_EXERCISE GOAL_
The entries below are to be copied exactly, with every picture left out.
--------
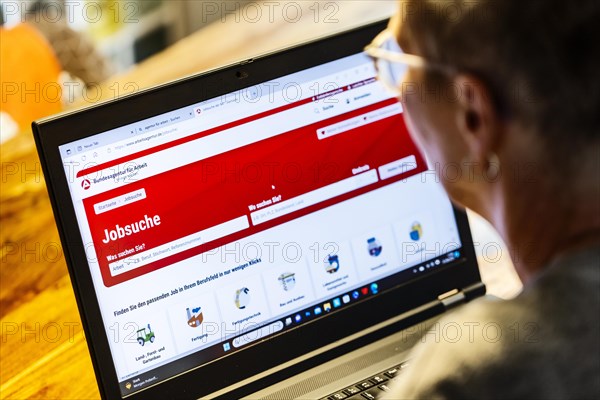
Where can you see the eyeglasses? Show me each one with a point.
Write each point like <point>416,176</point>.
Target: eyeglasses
<point>391,62</point>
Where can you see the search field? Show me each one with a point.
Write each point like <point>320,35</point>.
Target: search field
<point>119,201</point>
<point>177,246</point>
<point>314,197</point>
<point>397,167</point>
<point>360,120</point>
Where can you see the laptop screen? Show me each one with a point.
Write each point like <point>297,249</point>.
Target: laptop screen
<point>219,225</point>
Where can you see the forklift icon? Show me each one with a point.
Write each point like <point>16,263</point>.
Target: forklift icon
<point>144,336</point>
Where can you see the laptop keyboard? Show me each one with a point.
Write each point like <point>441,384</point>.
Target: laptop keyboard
<point>370,388</point>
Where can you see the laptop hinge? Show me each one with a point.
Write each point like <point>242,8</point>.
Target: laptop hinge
<point>452,298</point>
<point>455,297</point>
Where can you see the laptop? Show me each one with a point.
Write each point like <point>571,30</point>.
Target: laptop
<point>263,230</point>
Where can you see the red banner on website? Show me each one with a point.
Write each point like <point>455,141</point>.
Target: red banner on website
<point>166,218</point>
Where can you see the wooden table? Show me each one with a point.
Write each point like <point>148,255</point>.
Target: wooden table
<point>43,351</point>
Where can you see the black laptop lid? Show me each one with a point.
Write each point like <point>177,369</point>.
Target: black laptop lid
<point>220,225</point>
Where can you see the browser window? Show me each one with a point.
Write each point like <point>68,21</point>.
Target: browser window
<point>235,219</point>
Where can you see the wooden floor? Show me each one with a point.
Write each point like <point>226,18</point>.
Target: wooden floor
<point>43,351</point>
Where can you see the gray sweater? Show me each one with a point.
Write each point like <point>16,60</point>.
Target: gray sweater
<point>543,344</point>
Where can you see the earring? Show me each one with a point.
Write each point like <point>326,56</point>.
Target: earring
<point>492,172</point>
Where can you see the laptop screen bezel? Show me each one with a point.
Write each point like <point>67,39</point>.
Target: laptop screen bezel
<point>52,132</point>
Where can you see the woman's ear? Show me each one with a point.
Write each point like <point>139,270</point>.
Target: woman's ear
<point>477,120</point>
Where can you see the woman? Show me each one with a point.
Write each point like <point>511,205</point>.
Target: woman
<point>510,92</point>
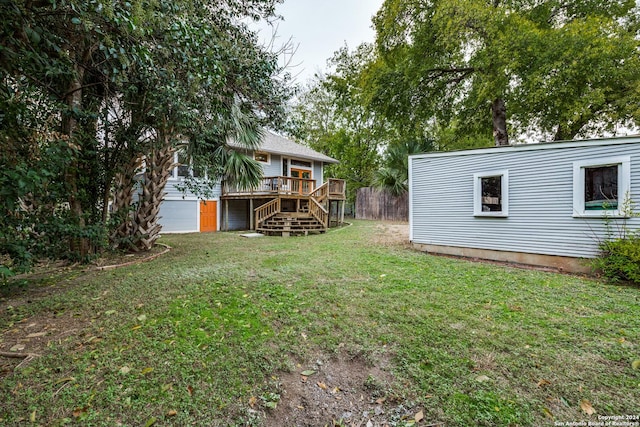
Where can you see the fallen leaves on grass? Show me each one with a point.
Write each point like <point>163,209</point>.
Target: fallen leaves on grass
<point>586,407</point>
<point>543,383</point>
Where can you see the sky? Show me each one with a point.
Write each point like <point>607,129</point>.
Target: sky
<point>317,28</point>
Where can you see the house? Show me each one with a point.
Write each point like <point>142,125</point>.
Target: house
<point>292,197</point>
<point>542,204</point>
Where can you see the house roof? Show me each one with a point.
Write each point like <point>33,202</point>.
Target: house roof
<point>276,144</point>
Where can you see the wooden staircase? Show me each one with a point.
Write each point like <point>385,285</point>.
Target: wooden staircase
<point>298,212</point>
<point>291,224</point>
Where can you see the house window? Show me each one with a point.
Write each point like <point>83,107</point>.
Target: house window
<point>600,186</point>
<point>491,197</point>
<point>261,157</point>
<point>302,163</point>
<point>182,169</point>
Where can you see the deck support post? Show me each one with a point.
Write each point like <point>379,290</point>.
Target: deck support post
<point>226,215</point>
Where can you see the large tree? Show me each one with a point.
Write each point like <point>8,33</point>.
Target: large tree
<point>331,115</point>
<point>487,68</point>
<point>90,88</point>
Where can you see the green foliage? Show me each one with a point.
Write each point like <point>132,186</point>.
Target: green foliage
<point>394,176</point>
<point>619,259</point>
<point>563,68</point>
<point>332,117</point>
<point>88,86</point>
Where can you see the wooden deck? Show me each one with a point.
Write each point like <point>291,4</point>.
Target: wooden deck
<point>295,205</point>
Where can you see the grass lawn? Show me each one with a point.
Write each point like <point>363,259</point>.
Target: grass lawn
<point>205,335</point>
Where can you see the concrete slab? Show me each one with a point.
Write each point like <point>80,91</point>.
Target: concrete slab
<point>252,235</point>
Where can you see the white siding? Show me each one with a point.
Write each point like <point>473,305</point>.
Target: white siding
<point>540,217</point>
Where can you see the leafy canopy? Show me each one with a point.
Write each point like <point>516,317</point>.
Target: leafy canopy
<point>564,69</point>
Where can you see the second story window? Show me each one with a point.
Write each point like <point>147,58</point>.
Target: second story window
<point>261,157</point>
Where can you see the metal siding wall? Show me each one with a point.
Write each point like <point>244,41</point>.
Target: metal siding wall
<point>540,201</point>
<point>179,216</point>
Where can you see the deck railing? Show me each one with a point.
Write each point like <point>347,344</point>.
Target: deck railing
<point>336,188</point>
<point>274,185</point>
<point>318,212</point>
<point>266,211</point>
<point>321,192</point>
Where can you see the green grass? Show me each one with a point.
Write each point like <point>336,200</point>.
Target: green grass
<point>206,327</point>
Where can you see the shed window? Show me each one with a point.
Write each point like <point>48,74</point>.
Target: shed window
<point>491,194</point>
<point>599,187</point>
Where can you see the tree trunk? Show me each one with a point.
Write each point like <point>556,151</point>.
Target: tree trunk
<point>73,100</point>
<point>499,117</point>
<point>122,208</point>
<point>146,229</point>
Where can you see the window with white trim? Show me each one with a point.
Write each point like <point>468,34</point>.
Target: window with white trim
<point>261,157</point>
<point>184,168</point>
<point>491,194</point>
<point>600,186</point>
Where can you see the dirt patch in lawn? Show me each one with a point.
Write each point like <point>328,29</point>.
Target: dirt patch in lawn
<point>340,391</point>
<point>392,234</point>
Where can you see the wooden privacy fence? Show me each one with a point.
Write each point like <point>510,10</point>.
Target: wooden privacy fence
<point>372,203</point>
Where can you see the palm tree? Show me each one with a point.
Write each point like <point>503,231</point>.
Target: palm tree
<point>394,175</point>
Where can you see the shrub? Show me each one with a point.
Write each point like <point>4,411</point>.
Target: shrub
<point>619,259</point>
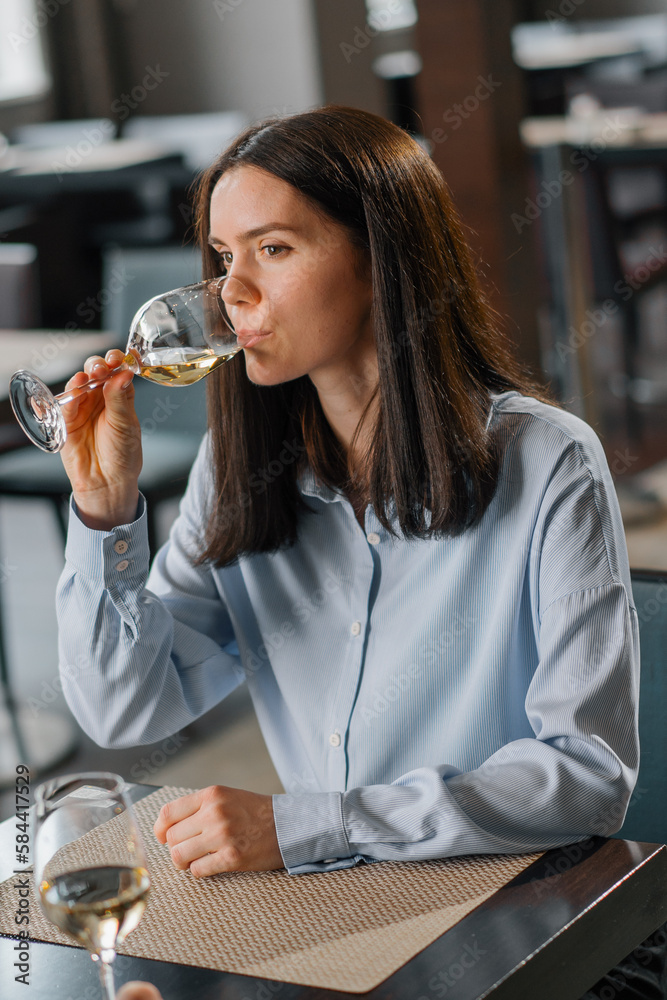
--------
_RESPONSE TO THIS TASK_
Where can you see the eyeglasses? Show me each one with a point.
Write each point like <point>416,176</point>.
Target: eyeglasses
<point>391,62</point>
Where can you see the search field? Show me each one with a point.
Write each point like <point>320,35</point>.
Target: search field
<point>119,201</point>
<point>177,246</point>
<point>314,197</point>
<point>397,167</point>
<point>360,120</point>
Where can you see the laptop screen? Show me each one with a point.
Write each point like <point>297,249</point>.
Target: laptop screen
<point>219,225</point>
Where can you see the forklift icon? Show me each one with a point.
Write each point like <point>16,263</point>.
Target: forklift icon
<point>144,336</point>
Where can you see the laptop keyboard? Show me each one with a point.
Write each point like <point>441,384</point>.
Target: laptop keyboard
<point>370,388</point>
Where can you see the laptop hinge? Show me each one with a point.
Write each point like <point>242,8</point>.
Target: laptop hinge
<point>452,298</point>
<point>455,297</point>
Where can you see the laptop? Show me each one with a point.
Write each point like <point>571,30</point>.
Target: laptop
<point>263,230</point>
Where can you see the red banner on website? Show me each one with a point.
Write each point like <point>455,141</point>.
Target: red banner on website
<point>166,218</point>
Where can you see the wooden table? Show me each one with a point.
Write each point like <point>148,255</point>.
Target: wooden table
<point>43,351</point>
Where can you see the black laptop lid? Show me each one with a point.
Write each point like <point>177,369</point>.
Target: black laptop lid
<point>220,225</point>
Where can you see the browser window? Show me each one with a point.
Write each point like <point>68,21</point>.
Target: browser window
<point>235,219</point>
Where can you see the wooden floor? Show me each one with a point.
Write each point like <point>226,18</point>.
Target: wooden floor
<point>43,351</point>
Where can you see the gray sweater? Show me each one with a point.
Write each point like <point>16,60</point>.
Target: gray sweater
<point>543,344</point>
Where can you see the earring? Show me each one with a point.
Write each point like <point>326,56</point>.
Target: earring
<point>492,172</point>
Where can you see the laptop screen bezel? Show me each one with a point.
Write each point like <point>67,39</point>.
Target: laptop screen bezel
<point>52,132</point>
Where can you see the woman's ear? Show me each one with a point.
Write each point like <point>139,270</point>.
Target: woman's ear
<point>477,120</point>
Where can you see the woman? Show me each one with a point.
Write each point like <point>511,205</point>.
Target: woman
<point>510,92</point>
Where can you see the fallen leaves on grass? Show me each one with a point.
Write each point like <point>163,209</point>.
Target: fallen leaves on grass
<point>586,407</point>
<point>543,383</point>
Where can you see the sky? Show me each one with a point.
Write each point like <point>607,129</point>.
Target: sky
<point>317,28</point>
Where can you see the house? Show me each one with a point.
Write each point like <point>142,125</point>.
Target: house
<point>292,197</point>
<point>542,204</point>
Where can you see the house roof? Show me each one with a point.
Write each point like <point>33,202</point>.
Target: house roof
<point>276,144</point>
Where can you see the wooden staircase? Show me each one with a point.
Write each point like <point>385,285</point>.
Target: wooden staircase
<point>298,212</point>
<point>291,224</point>
Where can you see the house window? Show me each one with a point.
Write each point like <point>83,107</point>.
Target: house window
<point>600,186</point>
<point>491,197</point>
<point>261,157</point>
<point>302,163</point>
<point>182,169</point>
Where can you see the deck support post? Show me each one with a point.
Write each point like <point>379,290</point>.
Target: deck support post
<point>226,215</point>
Where can you see the large tree? Show me each one with a point.
Write each point like <point>8,33</point>.
Target: large tree
<point>331,115</point>
<point>487,68</point>
<point>90,88</point>
Where can you see the green foliage? Show me each one with a point.
Write each point like <point>132,186</point>.
Target: green foliage
<point>394,176</point>
<point>619,259</point>
<point>563,68</point>
<point>332,117</point>
<point>88,86</point>
Where can you see the wooden deck? Show me each one with a point.
Write each point like <point>291,4</point>.
Target: wooden deck
<point>295,205</point>
Where can you see the grass lawn? Show me each one with a point.
Write each point like <point>363,259</point>.
Target: grass lawn
<point>205,335</point>
Where can you see the concrete slab? Show me each one with a point.
Write each point like <point>80,91</point>.
Target: concrete slab
<point>252,235</point>
Where can you see the white siding? Show me each one with a point.
Write each point like <point>473,305</point>.
Target: white siding
<point>540,217</point>
Where can you see the leafy canopy? Show me each one with a point.
Write each point like <point>516,317</point>.
Target: leafy canopy
<point>564,69</point>
Where can you see the second story window? Show me each one with a point.
Write each point like <point>147,58</point>.
Target: second story window
<point>261,157</point>
Where can you see the metal siding wall? Show me each one with a point.
Write each point like <point>244,41</point>.
Target: metal siding wall
<point>540,201</point>
<point>179,216</point>
Where can you see the deck railing? Show me each one with a point.
Write each point like <point>347,344</point>.
Target: deck railing
<point>336,188</point>
<point>274,185</point>
<point>318,212</point>
<point>266,211</point>
<point>321,192</point>
Where can you see the green grass? Show me each one with a point.
Write each point like <point>336,200</point>.
Target: green grass
<point>206,327</point>
Where can you see the shed window? Show me each one with a point.
Write each point like <point>48,74</point>.
Target: shed window
<point>491,194</point>
<point>599,187</point>
Where can you see the tree trunk? Show me each one with a point.
Write each point like <point>556,151</point>.
Target: tree trunk
<point>73,100</point>
<point>499,117</point>
<point>122,208</point>
<point>146,229</point>
Where can you see the window with white trim? Show me each one with a point.
Write each point like <point>468,34</point>.
Target: window with white trim
<point>261,157</point>
<point>184,168</point>
<point>491,194</point>
<point>600,186</point>
Where can you see the dirt patch in lawn? Show me each one with a point.
Write each point like <point>328,29</point>.
Target: dirt patch in lawn
<point>340,391</point>
<point>392,234</point>
Where can you see the wooden privacy fence? Show me each one with a point.
Write each point like <point>510,10</point>.
Target: wooden privacy fence
<point>372,203</point>
Where can you see the palm tree? Show me each one with a point.
Write each point like <point>503,231</point>.
Target: palm tree
<point>394,175</point>
Where can you see the shrub? Show me each one with a point.
Write each point like <point>4,411</point>.
Target: shrub
<point>619,259</point>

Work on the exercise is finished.